*What to do:* Convert every line of the entries below into a JSON array of strings, with one string per line and no strings for blank lines.

* BEGIN Supplied material *

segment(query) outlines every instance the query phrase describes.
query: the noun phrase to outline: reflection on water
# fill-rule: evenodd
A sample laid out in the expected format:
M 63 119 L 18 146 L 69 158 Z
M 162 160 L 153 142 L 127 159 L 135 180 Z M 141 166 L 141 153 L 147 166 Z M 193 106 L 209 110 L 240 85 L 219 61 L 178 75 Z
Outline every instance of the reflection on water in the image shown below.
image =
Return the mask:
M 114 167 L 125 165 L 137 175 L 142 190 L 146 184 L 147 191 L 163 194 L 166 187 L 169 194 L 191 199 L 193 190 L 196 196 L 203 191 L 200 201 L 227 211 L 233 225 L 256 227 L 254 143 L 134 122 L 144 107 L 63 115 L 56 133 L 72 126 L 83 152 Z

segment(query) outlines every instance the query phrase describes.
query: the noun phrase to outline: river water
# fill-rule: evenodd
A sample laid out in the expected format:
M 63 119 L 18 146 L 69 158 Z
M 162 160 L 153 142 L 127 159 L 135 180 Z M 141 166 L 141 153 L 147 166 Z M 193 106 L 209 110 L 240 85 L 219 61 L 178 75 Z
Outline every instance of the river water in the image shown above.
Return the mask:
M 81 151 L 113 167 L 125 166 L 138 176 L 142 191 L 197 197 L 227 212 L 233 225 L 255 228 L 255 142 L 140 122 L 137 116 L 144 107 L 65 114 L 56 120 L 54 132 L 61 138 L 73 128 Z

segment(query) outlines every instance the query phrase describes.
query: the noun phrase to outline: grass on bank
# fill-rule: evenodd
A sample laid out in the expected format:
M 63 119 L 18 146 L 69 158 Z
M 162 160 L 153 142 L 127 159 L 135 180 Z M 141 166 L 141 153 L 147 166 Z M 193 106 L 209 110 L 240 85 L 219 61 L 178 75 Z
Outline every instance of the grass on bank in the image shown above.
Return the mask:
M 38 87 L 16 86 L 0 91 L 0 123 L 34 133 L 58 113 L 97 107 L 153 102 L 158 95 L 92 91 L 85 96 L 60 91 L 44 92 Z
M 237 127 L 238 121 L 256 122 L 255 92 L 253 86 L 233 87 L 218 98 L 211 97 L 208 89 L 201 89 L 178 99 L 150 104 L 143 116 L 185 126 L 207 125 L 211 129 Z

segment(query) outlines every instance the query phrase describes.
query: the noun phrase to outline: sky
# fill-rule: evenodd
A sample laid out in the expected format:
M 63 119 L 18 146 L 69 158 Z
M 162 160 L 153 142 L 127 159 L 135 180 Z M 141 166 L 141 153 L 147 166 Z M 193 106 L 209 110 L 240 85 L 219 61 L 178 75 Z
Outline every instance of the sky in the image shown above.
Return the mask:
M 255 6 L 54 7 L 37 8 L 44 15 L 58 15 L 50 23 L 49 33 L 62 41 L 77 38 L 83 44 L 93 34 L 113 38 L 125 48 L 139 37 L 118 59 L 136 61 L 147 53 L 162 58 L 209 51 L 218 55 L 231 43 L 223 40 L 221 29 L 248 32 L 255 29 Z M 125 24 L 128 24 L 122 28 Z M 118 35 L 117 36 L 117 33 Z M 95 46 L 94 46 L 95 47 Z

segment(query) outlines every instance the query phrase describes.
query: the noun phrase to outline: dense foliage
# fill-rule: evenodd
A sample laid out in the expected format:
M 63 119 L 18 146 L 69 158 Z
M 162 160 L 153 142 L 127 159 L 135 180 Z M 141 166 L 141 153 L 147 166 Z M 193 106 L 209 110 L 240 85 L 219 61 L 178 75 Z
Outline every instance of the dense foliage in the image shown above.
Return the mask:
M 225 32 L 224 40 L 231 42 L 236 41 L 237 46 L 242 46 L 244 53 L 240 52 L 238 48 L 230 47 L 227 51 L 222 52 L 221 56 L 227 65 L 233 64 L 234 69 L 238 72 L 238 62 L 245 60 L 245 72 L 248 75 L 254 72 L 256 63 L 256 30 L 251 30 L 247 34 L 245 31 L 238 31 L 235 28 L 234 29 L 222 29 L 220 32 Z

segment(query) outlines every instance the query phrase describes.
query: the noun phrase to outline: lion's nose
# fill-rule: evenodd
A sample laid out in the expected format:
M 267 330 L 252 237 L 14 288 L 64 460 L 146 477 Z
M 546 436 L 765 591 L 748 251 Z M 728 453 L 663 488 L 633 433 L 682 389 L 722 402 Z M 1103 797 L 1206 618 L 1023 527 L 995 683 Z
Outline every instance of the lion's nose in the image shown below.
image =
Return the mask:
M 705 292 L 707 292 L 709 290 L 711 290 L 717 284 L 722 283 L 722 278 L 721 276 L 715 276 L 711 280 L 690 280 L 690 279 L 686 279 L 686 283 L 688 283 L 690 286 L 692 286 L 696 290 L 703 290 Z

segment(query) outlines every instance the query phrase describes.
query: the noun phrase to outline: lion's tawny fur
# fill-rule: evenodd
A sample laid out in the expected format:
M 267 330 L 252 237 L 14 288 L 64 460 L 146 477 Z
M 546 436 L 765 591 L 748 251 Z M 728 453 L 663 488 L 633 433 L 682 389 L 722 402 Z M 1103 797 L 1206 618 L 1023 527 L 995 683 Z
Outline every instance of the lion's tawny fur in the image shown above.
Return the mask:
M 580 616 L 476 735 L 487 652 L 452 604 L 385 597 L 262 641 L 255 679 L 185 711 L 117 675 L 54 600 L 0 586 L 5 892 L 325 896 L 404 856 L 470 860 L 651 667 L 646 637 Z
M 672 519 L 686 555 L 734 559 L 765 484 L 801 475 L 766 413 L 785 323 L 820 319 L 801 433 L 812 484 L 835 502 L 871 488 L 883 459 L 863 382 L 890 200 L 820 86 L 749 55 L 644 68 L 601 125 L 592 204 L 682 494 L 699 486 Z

* END Supplied material *

*Written response:*
[
  "segment(query) outlines every instance the query phrase describes.",
  "query: the noun phrase to outline: reflection on water",
  "# fill-rule: evenodd",
  "A sample laid out in the expected format:",
  "M 63 119 L 18 146 L 69 158 Z",
  "M 162 160 L 153 142 L 127 159 L 135 180 Z M 141 166 L 141 153 L 147 166 Z M 193 106 L 209 110 L 240 85 L 219 61 L 178 75 Z",
  "Outline every instance of the reflection on water in the image shown below.",
  "image =",
  "Return the mask:",
  "M 114 167 L 125 165 L 137 175 L 142 190 L 146 184 L 147 191 L 163 194 L 166 187 L 169 194 L 191 199 L 193 190 L 196 196 L 203 191 L 200 201 L 227 211 L 233 225 L 256 227 L 254 143 L 134 122 L 144 107 L 63 115 L 56 133 L 72 126 L 83 152 Z",
  "segment(query) outlines every instance the query phrase describes.",
  "query: the noun phrase to outline: river water",
  "# fill-rule: evenodd",
  "A sample laid out in the expected format:",
  "M 63 119 L 18 146 L 69 158 Z",
  "M 162 160 L 153 142 L 127 159 L 135 180 Z M 141 166 L 141 153 L 147 166 Z M 193 106 L 209 110 L 240 85 L 219 61 L 178 75 Z",
  "Outline every instance of the river water in the image shown above.",
  "Return the mask:",
  "M 81 151 L 113 167 L 125 166 L 138 176 L 142 191 L 197 197 L 227 212 L 233 225 L 255 228 L 255 142 L 140 122 L 137 116 L 144 107 L 65 114 L 56 120 L 54 132 L 61 138 L 73 128 Z",
  "segment(query) outlines every instance the query phrase describes.",
  "query: the noun phrase to outline: grass on bank",
  "# fill-rule: evenodd",
  "A sample laid out in the expected format:",
  "M 63 119 L 18 146 L 69 158 Z",
  "M 162 160 L 153 142 L 127 159 L 135 180 Z M 141 166 L 141 153 L 147 166 Z M 193 106 L 209 110 L 240 85 L 219 61 L 178 75 Z",
  "Outline every instance of the grass on bank in the image shown above.",
  "Return the mask:",
  "M 38 87 L 16 86 L 0 91 L 0 123 L 34 133 L 58 113 L 97 107 L 153 102 L 158 95 L 92 91 L 85 96 L 60 91 L 44 92 Z",
  "M 237 127 L 238 121 L 256 122 L 255 92 L 253 86 L 233 87 L 218 98 L 211 97 L 208 89 L 201 89 L 178 99 L 150 104 L 143 116 L 185 126 L 207 125 L 211 129 Z",
  "segment(query) outlines every instance the query phrase describes.",
  "query: the noun phrase to outline: sky",
  "# fill-rule: evenodd",
  "A sample laid out in the expected format:",
  "M 63 119 L 18 146 L 69 158 Z",
  "M 162 160 L 153 142 L 127 159 L 135 180 Z M 141 166 L 141 153 L 147 166 Z M 193 106 L 209 110 L 240 85 L 219 61 L 178 75 Z",
  "Outline every instance of the sky in the image shown above.",
  "Return the mask:",
  "M 255 6 L 54 7 L 37 8 L 44 15 L 58 15 L 50 23 L 49 33 L 62 41 L 77 38 L 83 44 L 93 34 L 113 38 L 125 48 L 139 37 L 118 59 L 136 61 L 147 53 L 162 58 L 209 51 L 218 55 L 231 43 L 223 40 L 221 29 L 248 32 L 255 29 Z M 125 24 L 128 24 L 122 28 Z M 118 35 L 117 36 L 117 33 Z M 95 46 L 94 46 L 95 47 Z",
  "segment(query) outlines every instance the query phrase describes.",
  "query: the noun phrase to outline: dense foliage",
  "# fill-rule: evenodd",
  "A sample laid out in the expected format:",
  "M 63 119 L 18 146 L 69 158 Z",
  "M 162 160 L 153 142 L 127 159 L 135 180 Z M 141 166 L 141 153 L 147 166 Z M 193 106 L 209 110 L 240 85 L 219 61 L 178 75 Z",
  "Outline every instance of the dense foliage in the image shown above.",
  "Return the mask:",
  "M 225 32 L 224 40 L 231 42 L 236 41 L 237 46 L 242 46 L 244 53 L 240 52 L 238 48 L 230 47 L 227 51 L 222 52 L 221 56 L 227 65 L 233 64 L 234 69 L 238 72 L 238 62 L 245 60 L 245 72 L 248 75 L 254 72 L 256 63 L 256 30 L 251 30 L 247 34 L 245 31 L 238 31 L 235 28 L 234 29 L 222 29 L 220 32 Z",
  "segment(query) outlines every instance the query phrase describes.",
  "query: the noun phrase to outline: lion's nose",
  "# fill-rule: evenodd",
  "A sample laid out in the expected format:",
  "M 267 330 L 252 237 L 14 288 L 64 460 L 146 477 Z",
  "M 546 436 L 765 591 L 748 251 Z M 728 453 L 663 488 L 633 433 L 682 389 L 722 402 Z M 1103 797 L 1206 618 L 1023 527 L 995 683 Z",
  "Outline every instance of the lion's nose in the image shown below.",
  "image =",
  "Return the mask:",
  "M 705 292 L 707 292 L 709 290 L 711 290 L 717 284 L 722 283 L 722 278 L 721 276 L 715 276 L 711 280 L 690 280 L 690 279 L 686 279 L 686 283 L 688 283 L 690 286 L 692 286 L 696 290 L 703 290 Z",
  "segment(query) outlines every instance the query phrase describes.",
  "query: the noun phrase to outline: lion's tawny fur",
  "# fill-rule: evenodd",
  "A sample laid out in the expected format:",
  "M 267 330 L 252 237 L 14 288 L 64 460 L 146 477 Z",
  "M 546 436 L 765 591 L 748 251 Z M 728 453 L 663 488 L 633 433 L 682 389 L 722 402 Z M 1103 797 L 1206 618 L 1023 527 L 995 683 Z",
  "Outline every instance of the lion's tawny fur in the image shown above.",
  "Return the mask:",
  "M 580 616 L 476 735 L 487 652 L 452 604 L 385 597 L 262 641 L 255 679 L 185 711 L 117 675 L 54 600 L 0 586 L 5 892 L 325 896 L 404 856 L 470 860 L 651 667 L 646 637 Z",
  "M 672 519 L 686 555 L 734 559 L 765 484 L 801 475 L 766 413 L 785 323 L 820 319 L 801 433 L 812 484 L 835 502 L 871 488 L 883 459 L 863 382 L 890 200 L 820 86 L 749 55 L 644 68 L 601 125 L 592 204 L 682 494 L 699 486 Z"
]